* _What you should do_
Could you write out everything from the line containing "Where can the sky" down to the final line, keeping each line in place but shifting every number in the point coordinates up by 139?

Point labeling dataset excerpts
****

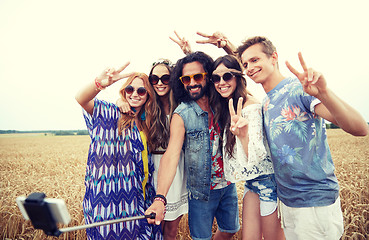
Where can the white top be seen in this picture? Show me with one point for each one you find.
(240, 167)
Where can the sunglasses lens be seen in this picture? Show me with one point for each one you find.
(186, 79)
(227, 76)
(141, 91)
(153, 79)
(198, 77)
(165, 78)
(215, 78)
(129, 89)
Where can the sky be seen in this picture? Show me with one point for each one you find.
(51, 49)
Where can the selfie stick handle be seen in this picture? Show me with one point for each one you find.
(63, 230)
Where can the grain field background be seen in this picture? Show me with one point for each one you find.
(55, 165)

****

* _Output for this task_
Where can the sky be seen in this picture? Show me with one point for each one you find.
(190, 188)
Where can the selfie stick handle be seen in this picture? Show me with one point for each one you find.
(202, 369)
Where can the grain field background be seen in this picture? Show me with one point for each one you find.
(194, 304)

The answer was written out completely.